インドネシア及びその周辺国(ブルネイ・マレーシア・パプアニューギニアなど)から採集される香木のうち沈香のことで、単純にタニ沈香のことを(タニ・インドネシア)と呼ぶこともあります。漢字では太尼沈香と表記されます。

主要な産出国がインドネシアである為にインドネシアとも呼ばれますが、ジャワ沈香とも呼ばれるようです。等サイトではタニ沈香の表記を採用しています。

タニ沈香の歴史・現状

採掘の歴史がシャム沈香と比べると浅く、採集範囲がとても広いため、良質な物が日本に入ってきています。

これらを安物に思ってはいませんか?

タニ沈香であっても伽羅並みの強烈な香りを出す物、希少すぎて表に出ないような1グラム数万円の個体は市場にはザラにあります。香木という特性から一概に細かくカテゴリを区別したりするのは困難ですが、おおまかにベトナム系とインドネシア系すなわち(シャム沈香とタニ沈香)の区別はお店や問屋では普通に行われており香木の世界では一般的なこと言えます。

__演習の課題__.
• 1. 本文に基づいて次の問いに答えよ。
(a) タニ沈香は漢字で何と表記されるか。
(b) タニ沈香の主要な産出国はどこか。
(c) タニ沈香の採掘の歴史は、シャム沈香と比べてどうか。
• 2. 本文の「これらを安物に思ってはいませんか?」から「界では一般的なこと言えます。」までをすべて、一字も変えずに抜き出して返せ。

__元データ__.
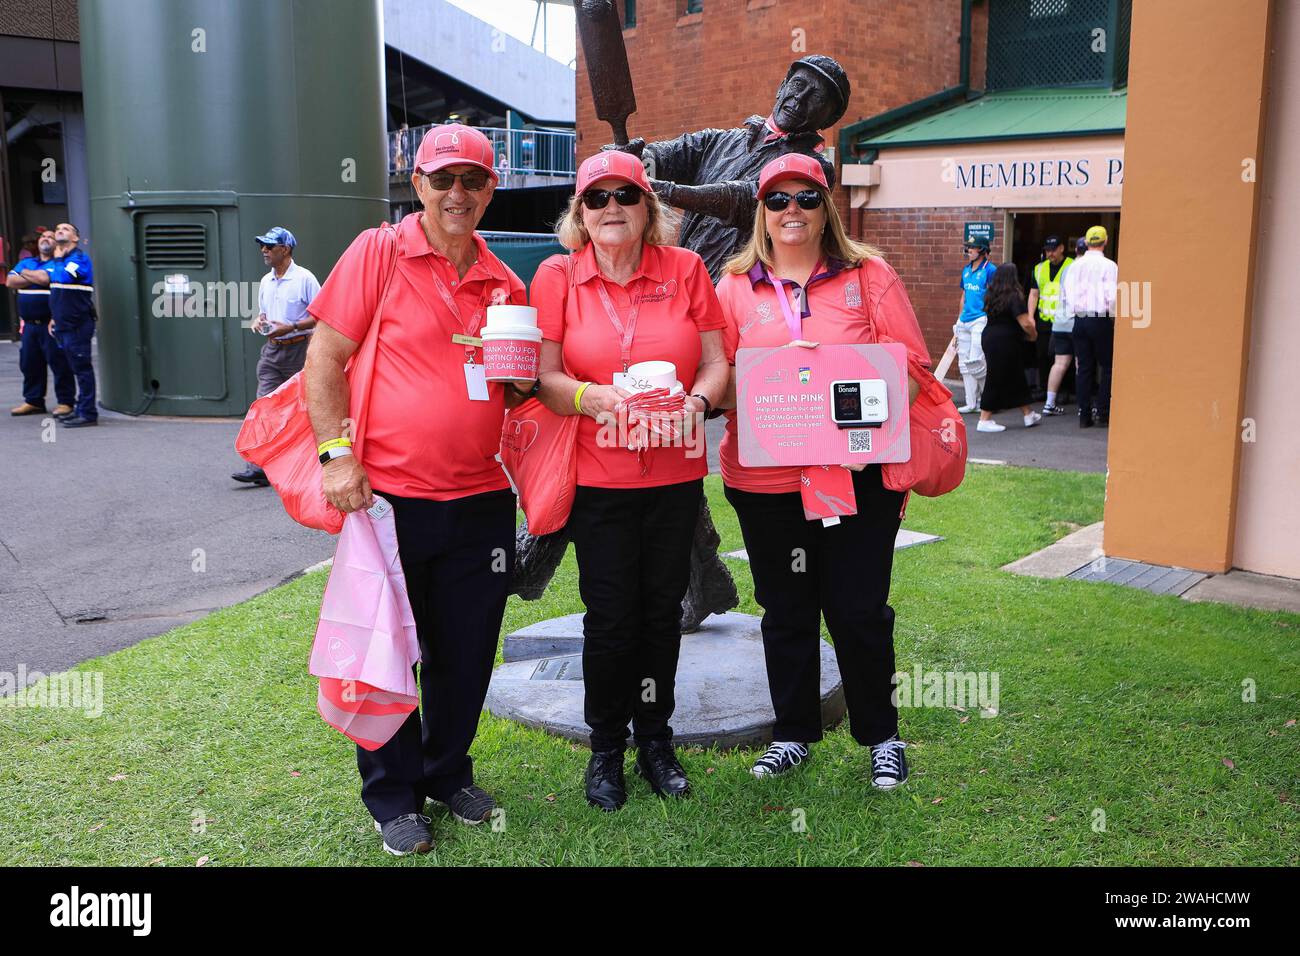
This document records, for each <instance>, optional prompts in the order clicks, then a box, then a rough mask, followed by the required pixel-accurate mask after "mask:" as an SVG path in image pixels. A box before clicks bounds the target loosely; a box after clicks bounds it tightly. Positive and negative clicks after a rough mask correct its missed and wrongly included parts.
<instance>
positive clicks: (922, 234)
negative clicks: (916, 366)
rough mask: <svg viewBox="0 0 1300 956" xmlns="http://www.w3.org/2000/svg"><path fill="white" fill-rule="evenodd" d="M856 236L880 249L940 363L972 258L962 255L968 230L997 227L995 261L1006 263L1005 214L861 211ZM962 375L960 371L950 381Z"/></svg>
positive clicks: (855, 232) (921, 211)
mask: <svg viewBox="0 0 1300 956" xmlns="http://www.w3.org/2000/svg"><path fill="white" fill-rule="evenodd" d="M848 221H849V222H850V232H852V233H853V234H854V235H855V237H857V238H861V239H862V241H863V242H868V243H871V245H872V246H876V247H878V248H880V251H881V252H884V256H885V260H887V261H888V263H889V264H891V265H893V267H894V271H896V272H897V273H898V277H900V278H902V281H904V285H905V286H906V287H907V297H909V298H910V299H911V307H913V308H914V310H915V311H917V320H918V321H919V323H920V330H922V332H923V333H924V334H926V345H927V346H930V358H931V360H932V362H935V363H937V362H939V358H940V356H941V355H943V354H944V349H946V347H948V341H949V339H950V338H952V337H953V323H956V321H957V307H958V300H959V298H961V289H959V286H958V281H959V278H961V271H962V265H965V264H966V258H965V255H963V252H962V237H963V225H965V224H966V222H974V221H992V222H993V245H992V248H991V250H989V260H991V261H993V263H1001V261H1004V259H1005V256H1004V250H1002V239H1004V235H1002V232H1004V230H1002V209H991V208H988V207H967V208H952V209H931V208H924V209H871V208H866V209H861V211H858V215H857V216H855V217H854V219H852V220H848ZM954 375H956V367H954V371H953V372H952V375H950V377H952V376H954Z"/></svg>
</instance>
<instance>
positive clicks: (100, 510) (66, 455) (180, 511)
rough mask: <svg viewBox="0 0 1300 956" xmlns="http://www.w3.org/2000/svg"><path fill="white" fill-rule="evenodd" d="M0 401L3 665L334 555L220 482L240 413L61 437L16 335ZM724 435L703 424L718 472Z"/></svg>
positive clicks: (319, 532)
mask: <svg viewBox="0 0 1300 956" xmlns="http://www.w3.org/2000/svg"><path fill="white" fill-rule="evenodd" d="M0 397H3V398H4V402H3V403H0V408H3V411H0V449H3V451H4V454H3V455H0V480H3V483H4V485H3V486H4V488H5V489H6V490H8V493H9V499H10V503H9V507H6V509H5V516H4V520H3V523H0V600H3V601H4V606H5V607H6V611H8V613H6V614H5V615H4V618H3V620H0V671H9V672H16V671H17V669H18V665H19V663H21V665H25V666H26V669H27V671H29V672H30V671H34V670H40V671H51V670H57V669H62V667H68V666H70V665H73V663H77V662H79V661H85V659H87V658H91V657H98V656H100V654H105V653H108V652H112V650H117V649H120V648H125V646H129V645H131V644H135V643H138V641H140V640H144V639H147V637H151V636H155V635H159V633H164V632H165V631H169V630H172V628H173V627H177V626H178V624H183V623H186V622H188V620H194V619H195V618H199V617H203V615H204V614H205V613H208V611H211V610H213V609H217V607H224V606H227V605H231V604H235V602H238V601H243V600H246V598H248V597H252V596H253V594H257V593H260V592H263V591H265V589H268V588H272V587H274V585H277V584H279V583H282V581H285V580H287V579H290V578H292V576H295V575H296V574H299V572H300V571H302V570H303V568H304V567H308V566H311V564H315V563H317V562H320V561H324V559H326V558H329V557H331V555H333V553H334V541H333V538H331V537H330V536H329V535H325V533H324V532H316V531H309V529H307V528H303V527H300V525H298V524H296V523H294V522H292V520H290V518H289V516H287V515H286V514H285V510H283V507H282V506H281V503H279V499H278V497H277V496H276V493H274V492H273V490H272V489H269V488H251V486H247V485H239V484H237V483H234V481H231V480H230V477H229V475H230V472H231V471H235V470H238V468H240V467H242V464H240V462H239V458H238V457H237V455H235V453H234V438H235V434H237V433H238V431H239V421H238V420H234V419H181V418H166V419H164V418H153V416H147V418H134V419H133V418H129V416H125V415H118V414H116V412H110V411H107V410H101V411H100V427H99V428H92V429H77V431H68V429H61V428H57V427H56V425H53V424H52V419H45V418H43V416H30V418H22V419H14V418H10V416H9V415H8V408H9V407H10V406H13V405H17V403H18V402H19V399H21V378H19V373H18V346H17V345H16V343H13V342H0ZM52 402H53V397H52V394H51V407H52ZM1000 418H1001V419H1004V420H1005V421H1006V424H1008V425H1010V427H1009V428H1008V431H1006V432H1002V433H1000V434H980V433H978V432H975V431H974V416H967V419H966V420H967V427H969V429H970V444H971V455H972V457H975V458H988V459H996V460H1005V462H1008V463H1010V464H1028V466H1035V467H1047V468H1076V470H1082V471H1104V470H1105V437H1106V432H1105V429H1089V431H1084V432H1080V429H1079V428H1078V424H1076V420H1075V419H1074V416H1073V415H1071V416H1062V418H1060V419H1045V420H1044V423H1043V425H1040V427H1037V428H1032V429H1024V428H1019V427H1017V425H1015V424H1013V419H1017V418H1018V416H1017V415H1015V414H1013V415H1002V416H1000ZM47 423H49V424H47ZM722 429H723V421H722V420H720V419H719V420H714V421H711V423H708V438H710V442H708V445H710V446H708V463H710V470H711V471H715V472H716V470H718V444H719V440H720V437H722ZM49 438H53V441H49ZM304 637H305V635H304Z"/></svg>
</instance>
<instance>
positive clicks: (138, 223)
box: [81, 0, 389, 415]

__演習の解答__.
• 1.
(a) 太尼沈香
(b) インドネシア
(c) シャム沈香と比べると浅い。

• 2.
これらを安物に思ってはいませんか?

タニ沈香であっても伽羅並みの強烈な香りを出す物、希少すぎて表に出ないような1グラム数万円の個体は市場にはザラにあります。香木という特性から一概に細かくカテゴリを区別したりするのは困難ですが、おおまかにベトナム系とインドネシア系すなわち(シャム沈香とタニ沈香)の区別はお店や問屋では普通に行われており香木の世界では一般的なこと言えます。